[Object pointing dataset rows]
- - - -
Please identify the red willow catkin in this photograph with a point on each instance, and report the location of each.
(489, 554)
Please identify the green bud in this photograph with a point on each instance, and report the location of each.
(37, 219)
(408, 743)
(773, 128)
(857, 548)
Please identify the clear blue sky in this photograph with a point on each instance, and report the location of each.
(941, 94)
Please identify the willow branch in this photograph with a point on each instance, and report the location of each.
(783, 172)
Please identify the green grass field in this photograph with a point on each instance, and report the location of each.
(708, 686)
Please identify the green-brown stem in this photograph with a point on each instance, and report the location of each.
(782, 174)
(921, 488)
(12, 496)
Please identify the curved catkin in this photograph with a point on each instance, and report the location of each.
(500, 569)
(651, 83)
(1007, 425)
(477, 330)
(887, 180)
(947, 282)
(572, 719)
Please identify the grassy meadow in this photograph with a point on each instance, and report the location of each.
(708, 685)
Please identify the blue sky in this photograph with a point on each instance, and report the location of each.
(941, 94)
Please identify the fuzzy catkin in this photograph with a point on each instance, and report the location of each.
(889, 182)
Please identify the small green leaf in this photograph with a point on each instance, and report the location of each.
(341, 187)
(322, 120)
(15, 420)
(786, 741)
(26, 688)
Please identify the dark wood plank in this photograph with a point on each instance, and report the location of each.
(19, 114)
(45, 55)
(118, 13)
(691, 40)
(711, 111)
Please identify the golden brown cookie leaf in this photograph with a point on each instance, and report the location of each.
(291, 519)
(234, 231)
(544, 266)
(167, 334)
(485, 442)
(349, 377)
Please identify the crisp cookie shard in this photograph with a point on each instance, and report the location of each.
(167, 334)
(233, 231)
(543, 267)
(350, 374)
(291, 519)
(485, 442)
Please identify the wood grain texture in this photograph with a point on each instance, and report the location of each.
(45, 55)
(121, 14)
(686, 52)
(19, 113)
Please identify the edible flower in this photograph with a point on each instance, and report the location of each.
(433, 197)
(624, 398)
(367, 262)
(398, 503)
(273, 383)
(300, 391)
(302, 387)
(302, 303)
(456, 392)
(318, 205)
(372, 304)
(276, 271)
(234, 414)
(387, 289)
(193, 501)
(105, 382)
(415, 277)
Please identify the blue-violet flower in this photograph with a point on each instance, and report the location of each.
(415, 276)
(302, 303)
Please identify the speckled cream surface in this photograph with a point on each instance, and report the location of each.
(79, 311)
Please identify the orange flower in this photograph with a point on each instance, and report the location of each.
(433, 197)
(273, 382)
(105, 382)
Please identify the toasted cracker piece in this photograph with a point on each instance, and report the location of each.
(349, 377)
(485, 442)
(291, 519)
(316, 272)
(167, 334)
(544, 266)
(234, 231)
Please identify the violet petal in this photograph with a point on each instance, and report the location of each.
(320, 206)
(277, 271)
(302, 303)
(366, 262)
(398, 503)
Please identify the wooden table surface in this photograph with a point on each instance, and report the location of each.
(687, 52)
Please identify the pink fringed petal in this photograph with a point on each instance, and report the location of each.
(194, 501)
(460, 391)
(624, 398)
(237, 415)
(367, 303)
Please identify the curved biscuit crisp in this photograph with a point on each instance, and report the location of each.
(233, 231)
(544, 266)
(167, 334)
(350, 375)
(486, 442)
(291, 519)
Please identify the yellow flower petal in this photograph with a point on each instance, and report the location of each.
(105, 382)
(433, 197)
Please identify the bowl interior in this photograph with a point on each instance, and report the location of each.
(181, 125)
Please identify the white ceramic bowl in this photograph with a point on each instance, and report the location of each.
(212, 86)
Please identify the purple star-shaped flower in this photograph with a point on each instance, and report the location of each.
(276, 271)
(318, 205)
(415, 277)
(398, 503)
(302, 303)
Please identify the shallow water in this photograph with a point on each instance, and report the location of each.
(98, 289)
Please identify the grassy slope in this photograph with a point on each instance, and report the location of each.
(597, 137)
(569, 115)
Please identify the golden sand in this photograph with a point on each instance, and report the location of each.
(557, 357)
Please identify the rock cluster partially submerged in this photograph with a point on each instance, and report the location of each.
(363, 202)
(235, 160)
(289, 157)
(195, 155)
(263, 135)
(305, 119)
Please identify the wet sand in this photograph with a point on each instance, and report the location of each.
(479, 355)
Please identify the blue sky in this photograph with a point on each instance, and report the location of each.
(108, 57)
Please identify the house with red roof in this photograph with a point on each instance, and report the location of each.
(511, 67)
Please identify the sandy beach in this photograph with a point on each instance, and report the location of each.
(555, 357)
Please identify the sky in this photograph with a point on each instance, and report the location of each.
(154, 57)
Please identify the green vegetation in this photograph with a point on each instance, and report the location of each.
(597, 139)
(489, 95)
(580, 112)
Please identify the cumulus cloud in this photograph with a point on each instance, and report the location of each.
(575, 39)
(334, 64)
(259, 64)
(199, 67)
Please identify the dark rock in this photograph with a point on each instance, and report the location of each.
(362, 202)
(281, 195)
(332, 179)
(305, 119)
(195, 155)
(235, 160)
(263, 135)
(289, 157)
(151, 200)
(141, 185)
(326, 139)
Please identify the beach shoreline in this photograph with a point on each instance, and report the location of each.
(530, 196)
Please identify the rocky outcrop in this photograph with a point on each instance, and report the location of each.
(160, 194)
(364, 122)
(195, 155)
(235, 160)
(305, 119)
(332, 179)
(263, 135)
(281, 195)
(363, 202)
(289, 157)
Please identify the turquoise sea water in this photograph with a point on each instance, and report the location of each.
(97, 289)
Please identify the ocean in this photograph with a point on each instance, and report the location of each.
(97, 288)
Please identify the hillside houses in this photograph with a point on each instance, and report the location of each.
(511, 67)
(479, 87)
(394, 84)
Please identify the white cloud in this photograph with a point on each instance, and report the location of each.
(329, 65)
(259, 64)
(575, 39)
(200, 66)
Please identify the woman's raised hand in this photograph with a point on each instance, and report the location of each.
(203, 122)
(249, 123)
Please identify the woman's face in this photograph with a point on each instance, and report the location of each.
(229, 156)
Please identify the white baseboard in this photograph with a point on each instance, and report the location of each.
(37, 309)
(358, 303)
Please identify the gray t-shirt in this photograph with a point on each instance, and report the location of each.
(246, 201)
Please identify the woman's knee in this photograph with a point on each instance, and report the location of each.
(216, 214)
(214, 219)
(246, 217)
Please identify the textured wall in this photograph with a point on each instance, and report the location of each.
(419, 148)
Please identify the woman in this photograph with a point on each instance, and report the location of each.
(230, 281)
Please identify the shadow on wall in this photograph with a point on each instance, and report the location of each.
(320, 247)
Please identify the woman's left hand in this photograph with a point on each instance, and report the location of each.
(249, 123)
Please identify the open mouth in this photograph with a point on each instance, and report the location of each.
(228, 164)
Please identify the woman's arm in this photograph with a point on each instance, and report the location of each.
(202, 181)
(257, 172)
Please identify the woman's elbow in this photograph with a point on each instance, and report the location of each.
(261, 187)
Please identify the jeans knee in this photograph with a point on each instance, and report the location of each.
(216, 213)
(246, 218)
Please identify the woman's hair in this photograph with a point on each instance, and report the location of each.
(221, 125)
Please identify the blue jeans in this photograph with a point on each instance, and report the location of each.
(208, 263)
- - - -
● **EXERCISE GOAL**
Print only the lines from the one with "Please identify the woman's face" to the end of the records, both included.

● **SOLUTION TO THIS TASK**
Please identify the woman's face in this photograph with a point on each instance, and report the location of each.
(229, 156)
Please identify the white baseboard in this photograph with a point on each instance, and report the location of each.
(37, 309)
(358, 303)
Please identify the gray t-shirt in this photograph with a point on each instance, and report the location of each.
(246, 201)
Please identify the woman's knee in this photograph with a point on each instance, and report the location of each.
(216, 214)
(214, 219)
(246, 217)
Please identify the textured wall in this photograph with a point on each instance, and report the location of each.
(419, 148)
Please identify the woman in this photograph with a point on each instance, and report the location of each.
(230, 281)
Please identify the shadow on wall in this photograph with a point on each instance, and report the location of each.
(320, 247)
Please identify the woman's left hand in this photograph with a point on each instance, and report the location of each.
(249, 123)
Please identify the open mouth in this photograph with a point on each instance, and report the location of each.
(228, 164)
Please identify the woman's arm in this photograph with a point on each instance, and report the location of each.
(202, 181)
(257, 172)
Please identify the woman's elbow in this photograph with a point on each instance, and report the location of each.
(261, 187)
Please identify the jeans knee in this photograph with a point on each instance, and report the location of each.
(216, 213)
(246, 218)
Please identify the woman's hair in this photograph with a point on each instance, and report the location of each.
(221, 125)
Please identify the blue jeans in this photograph with a point on each instance, and report the location of each.
(208, 263)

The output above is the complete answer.